■ **Records for this task**:
## begin

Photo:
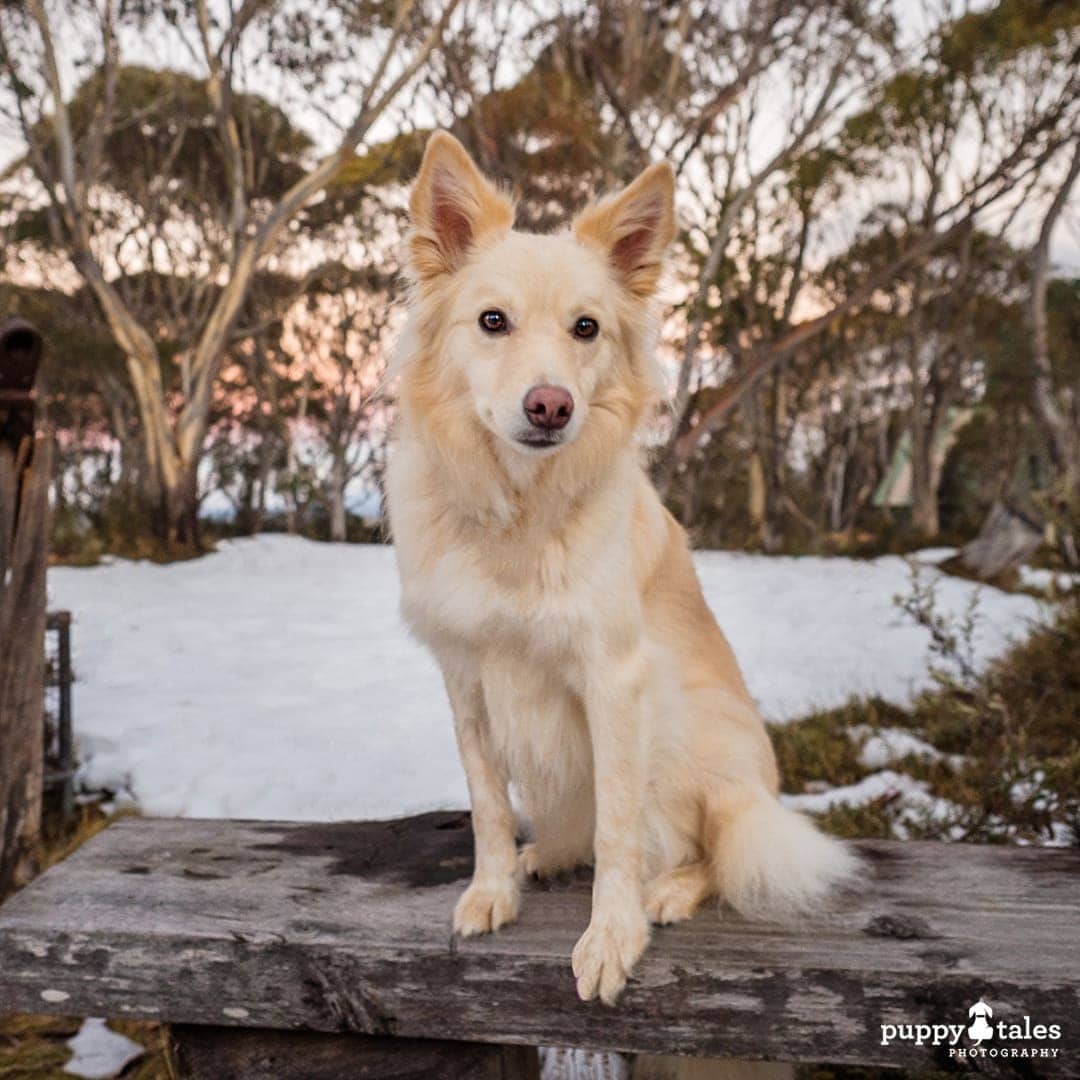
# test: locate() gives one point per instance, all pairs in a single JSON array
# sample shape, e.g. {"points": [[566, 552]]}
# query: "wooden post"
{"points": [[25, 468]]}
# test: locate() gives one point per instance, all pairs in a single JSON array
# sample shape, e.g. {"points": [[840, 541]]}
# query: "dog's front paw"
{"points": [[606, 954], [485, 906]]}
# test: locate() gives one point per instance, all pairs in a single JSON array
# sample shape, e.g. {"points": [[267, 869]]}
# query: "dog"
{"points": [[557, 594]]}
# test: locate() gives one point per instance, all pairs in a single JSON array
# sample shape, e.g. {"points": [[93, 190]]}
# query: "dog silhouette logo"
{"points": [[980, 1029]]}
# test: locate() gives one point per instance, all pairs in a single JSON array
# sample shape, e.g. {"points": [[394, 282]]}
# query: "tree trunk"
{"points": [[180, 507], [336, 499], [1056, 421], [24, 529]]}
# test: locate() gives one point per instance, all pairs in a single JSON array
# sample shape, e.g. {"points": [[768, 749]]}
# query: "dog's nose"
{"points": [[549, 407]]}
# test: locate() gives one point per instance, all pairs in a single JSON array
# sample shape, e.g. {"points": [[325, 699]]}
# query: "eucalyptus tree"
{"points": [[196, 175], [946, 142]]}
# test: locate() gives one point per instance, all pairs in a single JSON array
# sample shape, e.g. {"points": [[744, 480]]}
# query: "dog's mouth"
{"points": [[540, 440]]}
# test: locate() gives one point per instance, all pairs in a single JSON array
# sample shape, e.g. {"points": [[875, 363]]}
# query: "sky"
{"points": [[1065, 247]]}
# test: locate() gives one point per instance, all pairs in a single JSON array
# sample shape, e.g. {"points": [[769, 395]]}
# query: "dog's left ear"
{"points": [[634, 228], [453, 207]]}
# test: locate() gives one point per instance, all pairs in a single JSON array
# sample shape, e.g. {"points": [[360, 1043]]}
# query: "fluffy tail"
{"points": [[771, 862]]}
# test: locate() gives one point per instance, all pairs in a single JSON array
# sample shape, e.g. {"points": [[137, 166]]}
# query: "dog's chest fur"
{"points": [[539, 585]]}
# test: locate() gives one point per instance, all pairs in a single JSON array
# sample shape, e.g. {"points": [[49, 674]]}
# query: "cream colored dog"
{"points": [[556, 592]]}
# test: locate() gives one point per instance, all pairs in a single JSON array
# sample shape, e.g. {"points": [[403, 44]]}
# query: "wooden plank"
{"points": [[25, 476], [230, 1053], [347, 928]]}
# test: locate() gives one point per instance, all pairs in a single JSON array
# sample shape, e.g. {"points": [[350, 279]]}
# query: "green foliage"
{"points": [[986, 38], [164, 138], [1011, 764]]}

## end
## begin

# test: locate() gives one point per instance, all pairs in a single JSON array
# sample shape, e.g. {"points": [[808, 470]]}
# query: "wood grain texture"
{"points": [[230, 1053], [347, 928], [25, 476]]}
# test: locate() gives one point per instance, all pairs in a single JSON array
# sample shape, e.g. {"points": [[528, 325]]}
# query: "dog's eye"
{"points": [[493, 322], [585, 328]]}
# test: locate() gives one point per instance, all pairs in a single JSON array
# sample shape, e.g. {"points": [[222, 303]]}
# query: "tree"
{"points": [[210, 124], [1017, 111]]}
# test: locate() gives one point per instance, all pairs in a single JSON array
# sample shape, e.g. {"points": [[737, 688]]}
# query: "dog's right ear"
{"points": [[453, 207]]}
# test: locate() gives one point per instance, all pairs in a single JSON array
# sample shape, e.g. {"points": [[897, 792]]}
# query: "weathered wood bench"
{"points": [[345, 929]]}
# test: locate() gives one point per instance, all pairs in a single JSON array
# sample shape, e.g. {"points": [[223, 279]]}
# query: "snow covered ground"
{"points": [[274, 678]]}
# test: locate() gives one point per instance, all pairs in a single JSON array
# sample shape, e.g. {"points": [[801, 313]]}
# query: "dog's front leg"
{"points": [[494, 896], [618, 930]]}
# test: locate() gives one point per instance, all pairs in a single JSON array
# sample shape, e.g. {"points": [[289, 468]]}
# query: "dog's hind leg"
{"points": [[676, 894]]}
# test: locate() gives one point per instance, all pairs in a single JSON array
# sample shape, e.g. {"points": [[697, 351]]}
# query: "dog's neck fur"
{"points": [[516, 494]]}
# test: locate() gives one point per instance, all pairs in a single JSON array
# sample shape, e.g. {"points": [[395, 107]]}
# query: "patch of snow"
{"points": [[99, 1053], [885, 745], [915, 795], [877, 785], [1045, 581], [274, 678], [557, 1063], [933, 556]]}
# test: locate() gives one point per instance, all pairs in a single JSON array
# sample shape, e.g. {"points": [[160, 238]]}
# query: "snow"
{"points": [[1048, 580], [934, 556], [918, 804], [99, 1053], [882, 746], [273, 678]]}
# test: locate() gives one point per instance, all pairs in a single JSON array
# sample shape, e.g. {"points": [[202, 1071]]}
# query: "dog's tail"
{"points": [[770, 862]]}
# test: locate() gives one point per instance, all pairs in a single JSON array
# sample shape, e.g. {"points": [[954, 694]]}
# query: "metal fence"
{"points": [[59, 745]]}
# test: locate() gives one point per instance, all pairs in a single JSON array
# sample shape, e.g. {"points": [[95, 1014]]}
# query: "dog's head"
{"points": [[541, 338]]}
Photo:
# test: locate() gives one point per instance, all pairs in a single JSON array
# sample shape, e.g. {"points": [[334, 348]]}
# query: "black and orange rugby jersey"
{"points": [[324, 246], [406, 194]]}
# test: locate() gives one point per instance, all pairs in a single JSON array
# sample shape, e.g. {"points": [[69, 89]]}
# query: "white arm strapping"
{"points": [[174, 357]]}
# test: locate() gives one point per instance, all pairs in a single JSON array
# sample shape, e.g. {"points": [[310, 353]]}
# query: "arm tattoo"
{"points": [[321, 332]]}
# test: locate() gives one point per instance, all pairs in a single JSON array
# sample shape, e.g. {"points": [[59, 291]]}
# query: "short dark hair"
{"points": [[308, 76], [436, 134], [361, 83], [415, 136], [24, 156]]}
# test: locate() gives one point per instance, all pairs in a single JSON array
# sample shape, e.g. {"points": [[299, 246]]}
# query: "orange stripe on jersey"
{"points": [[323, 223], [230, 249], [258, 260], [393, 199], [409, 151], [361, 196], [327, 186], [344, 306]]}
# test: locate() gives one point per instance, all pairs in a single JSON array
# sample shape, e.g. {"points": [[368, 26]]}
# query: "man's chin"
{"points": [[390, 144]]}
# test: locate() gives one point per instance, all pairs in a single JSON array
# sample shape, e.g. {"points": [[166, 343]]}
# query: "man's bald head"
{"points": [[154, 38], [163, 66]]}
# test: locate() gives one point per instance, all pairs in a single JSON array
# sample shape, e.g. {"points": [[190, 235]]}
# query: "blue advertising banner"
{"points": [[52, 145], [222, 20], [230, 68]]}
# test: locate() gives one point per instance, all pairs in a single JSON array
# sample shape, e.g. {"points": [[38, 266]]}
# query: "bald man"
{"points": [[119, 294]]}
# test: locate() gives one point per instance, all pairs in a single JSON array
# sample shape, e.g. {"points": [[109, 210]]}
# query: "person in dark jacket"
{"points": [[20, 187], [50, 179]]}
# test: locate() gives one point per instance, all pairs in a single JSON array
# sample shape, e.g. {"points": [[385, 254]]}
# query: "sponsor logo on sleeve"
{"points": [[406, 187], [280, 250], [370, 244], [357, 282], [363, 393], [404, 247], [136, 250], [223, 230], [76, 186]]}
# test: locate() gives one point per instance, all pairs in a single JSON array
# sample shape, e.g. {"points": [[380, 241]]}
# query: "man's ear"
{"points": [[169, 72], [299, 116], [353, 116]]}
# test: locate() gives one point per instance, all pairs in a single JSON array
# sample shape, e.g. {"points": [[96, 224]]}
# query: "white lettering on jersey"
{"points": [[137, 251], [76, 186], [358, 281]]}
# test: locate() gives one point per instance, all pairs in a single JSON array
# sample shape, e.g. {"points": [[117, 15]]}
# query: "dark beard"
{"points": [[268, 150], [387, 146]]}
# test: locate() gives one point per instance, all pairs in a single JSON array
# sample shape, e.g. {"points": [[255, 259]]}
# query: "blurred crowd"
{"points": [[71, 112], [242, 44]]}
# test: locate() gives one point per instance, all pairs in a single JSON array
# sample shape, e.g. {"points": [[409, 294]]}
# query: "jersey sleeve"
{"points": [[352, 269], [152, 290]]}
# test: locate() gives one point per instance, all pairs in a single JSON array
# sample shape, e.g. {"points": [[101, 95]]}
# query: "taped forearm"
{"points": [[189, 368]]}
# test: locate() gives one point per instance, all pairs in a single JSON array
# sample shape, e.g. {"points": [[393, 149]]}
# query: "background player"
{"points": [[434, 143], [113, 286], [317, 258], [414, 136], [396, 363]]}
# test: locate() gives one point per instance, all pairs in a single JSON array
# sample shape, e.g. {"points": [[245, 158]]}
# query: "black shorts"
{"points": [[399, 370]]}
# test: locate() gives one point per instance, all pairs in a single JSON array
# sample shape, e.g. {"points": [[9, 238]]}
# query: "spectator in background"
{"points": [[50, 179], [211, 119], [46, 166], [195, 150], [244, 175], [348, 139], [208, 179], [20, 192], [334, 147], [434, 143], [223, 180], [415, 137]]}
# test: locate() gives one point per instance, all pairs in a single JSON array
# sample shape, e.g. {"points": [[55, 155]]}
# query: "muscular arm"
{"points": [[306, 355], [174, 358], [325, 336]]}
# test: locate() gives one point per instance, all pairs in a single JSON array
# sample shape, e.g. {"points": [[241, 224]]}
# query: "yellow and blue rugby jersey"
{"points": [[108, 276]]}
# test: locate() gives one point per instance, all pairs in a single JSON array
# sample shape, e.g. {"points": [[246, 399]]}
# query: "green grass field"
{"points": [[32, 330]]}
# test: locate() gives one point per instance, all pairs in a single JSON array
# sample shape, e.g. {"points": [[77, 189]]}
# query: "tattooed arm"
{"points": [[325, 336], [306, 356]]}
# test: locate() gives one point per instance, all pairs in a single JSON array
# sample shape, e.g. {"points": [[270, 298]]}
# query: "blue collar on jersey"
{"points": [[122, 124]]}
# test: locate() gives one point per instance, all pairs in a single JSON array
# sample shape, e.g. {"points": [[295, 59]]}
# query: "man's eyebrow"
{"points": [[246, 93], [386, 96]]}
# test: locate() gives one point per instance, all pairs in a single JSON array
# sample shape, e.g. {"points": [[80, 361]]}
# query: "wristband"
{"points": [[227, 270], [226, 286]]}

## end
## begin

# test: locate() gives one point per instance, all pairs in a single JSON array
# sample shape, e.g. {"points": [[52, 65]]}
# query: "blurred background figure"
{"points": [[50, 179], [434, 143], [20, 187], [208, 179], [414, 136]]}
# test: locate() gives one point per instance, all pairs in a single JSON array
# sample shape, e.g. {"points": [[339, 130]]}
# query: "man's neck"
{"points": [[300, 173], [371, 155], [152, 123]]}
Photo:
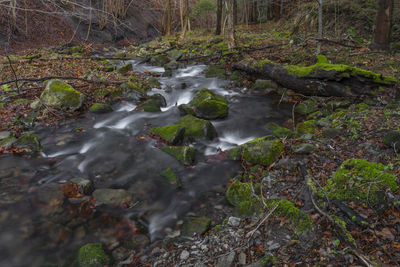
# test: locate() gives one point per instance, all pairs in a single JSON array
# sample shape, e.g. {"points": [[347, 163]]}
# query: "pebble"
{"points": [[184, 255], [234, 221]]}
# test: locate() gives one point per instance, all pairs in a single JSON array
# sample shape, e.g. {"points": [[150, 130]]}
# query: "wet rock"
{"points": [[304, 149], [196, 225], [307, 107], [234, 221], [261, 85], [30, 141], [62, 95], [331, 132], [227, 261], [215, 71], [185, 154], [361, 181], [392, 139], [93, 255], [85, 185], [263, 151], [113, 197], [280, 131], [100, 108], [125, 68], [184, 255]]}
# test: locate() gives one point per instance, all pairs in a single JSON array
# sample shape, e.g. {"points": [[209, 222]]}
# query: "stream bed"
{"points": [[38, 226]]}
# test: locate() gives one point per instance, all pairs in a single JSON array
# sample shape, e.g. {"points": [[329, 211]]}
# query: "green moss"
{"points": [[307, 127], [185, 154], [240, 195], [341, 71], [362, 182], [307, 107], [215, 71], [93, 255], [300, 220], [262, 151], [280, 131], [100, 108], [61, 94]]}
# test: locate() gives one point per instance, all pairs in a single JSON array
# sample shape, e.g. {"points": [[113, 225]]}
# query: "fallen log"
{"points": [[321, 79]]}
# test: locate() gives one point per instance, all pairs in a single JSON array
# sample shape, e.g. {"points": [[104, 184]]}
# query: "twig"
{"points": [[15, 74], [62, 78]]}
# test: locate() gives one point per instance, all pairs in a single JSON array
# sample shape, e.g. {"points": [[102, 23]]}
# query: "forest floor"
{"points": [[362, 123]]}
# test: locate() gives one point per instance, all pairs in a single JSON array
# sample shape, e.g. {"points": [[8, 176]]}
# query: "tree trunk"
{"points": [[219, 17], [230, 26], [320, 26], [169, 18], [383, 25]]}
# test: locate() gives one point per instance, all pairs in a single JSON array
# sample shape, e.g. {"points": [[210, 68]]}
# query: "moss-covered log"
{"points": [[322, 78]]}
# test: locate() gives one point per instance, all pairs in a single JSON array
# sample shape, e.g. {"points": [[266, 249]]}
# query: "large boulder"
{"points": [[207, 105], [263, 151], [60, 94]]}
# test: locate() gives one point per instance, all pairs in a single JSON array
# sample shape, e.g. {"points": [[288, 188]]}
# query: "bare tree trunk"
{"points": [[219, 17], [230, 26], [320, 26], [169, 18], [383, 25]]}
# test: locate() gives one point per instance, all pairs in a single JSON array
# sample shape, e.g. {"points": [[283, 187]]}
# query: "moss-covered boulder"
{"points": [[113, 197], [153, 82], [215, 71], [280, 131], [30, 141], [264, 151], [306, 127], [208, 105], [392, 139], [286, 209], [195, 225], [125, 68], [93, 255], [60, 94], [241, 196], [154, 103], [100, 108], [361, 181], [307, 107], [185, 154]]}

## end

■ **Your goal**:
Tally the lines in the listing above that contain the string "jersey" with case counting, and give only the number.

■ **Solved problem**:
6